In the news report below, condense the paragraph beginning "She filed a police report three days later" into a short bulleted list that keeps its main facts.

● Supplied passage
☆ ☆ ☆ ☆ ☆
Her police report was about a doctor’s visit when she was 35 weeks pregnant.

“That didn’t even cross my mind that he would ever do something like that,” she said. “That was just terrible.”

On May 3, 2016, Perez said she asked her Gynecologist Dr. Juan Villarreal to check for a lump she felt under her arm. He agreed to take a look.

During the examination, she claimedDr. Villarreal put his mouth over her breast. In the moment, she was lying on an examination table and strapped to a machine that monitors fetal contractions.

“I was laying down, looking like that (she gestured toward the ceiling) and that’s when he was I guess checking me, and that’s when felt a latch, like his mouth, and I freaked out,” she said.

Alarmed by what she felt, she said she sat up and pulled her shirt down. She told police the doctor apologized to her.

Dr. Villarreal has adamantly denied that occurred, said Ron Barroso, his criminal defense attorney. He never would perform an exam of a patient without another staff member in the room, Barroso added. Perez said no one else was in the room at the time.

She filed a police report three days later with the Corpus Christi Police Department. The report detailed her account of the incident, but nothing indicates police contacted Villarreal, according to a copy of the police report file. Up until a few weeks ago, Perez did not know what happened to her case other than that it was no longer active.

6 Investigates researched Perez’s case and the case of another woman after a Nueces County grand jury indicted Dr. Villarreal in October on three counts of felony sexual assault. The allegations involved three other female patients. Dr. Villarreal has denied those accusations. Because of the indictment, the Texas Medical Board has temporarily suspended Dr. Villarreal’s medical license.

Perez’s criminal case ended up at the prosecutor’s office for Corpus Christi Municipal Court, which is where traffic tickets and code enforcement violations land. That’s where the case expired.

The prosecutor’s office does not comment on criminal cases, said Buck Brice, Corpus Christi’s assistant city attorney.

Those types of cases are frustrating, said CCPD Detective Mike Manzano.
☆ ☆ ☆ ☆ ☆
● Recorded data
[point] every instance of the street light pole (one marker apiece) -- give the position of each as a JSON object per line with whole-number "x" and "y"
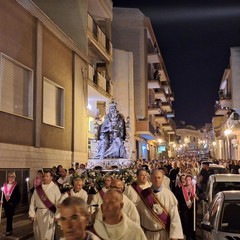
☆ ☆ ☆ ☆ ☆
● Worked solution
- Perez filed a police report with the Corpus Christi Police Department three days later.
- The report detailed her account of the incident.
- According to a copy of the police report file, nothing indicates police contacted Villarreal.
- Until a few weeks ago, Perez knew only that her case was no longer active.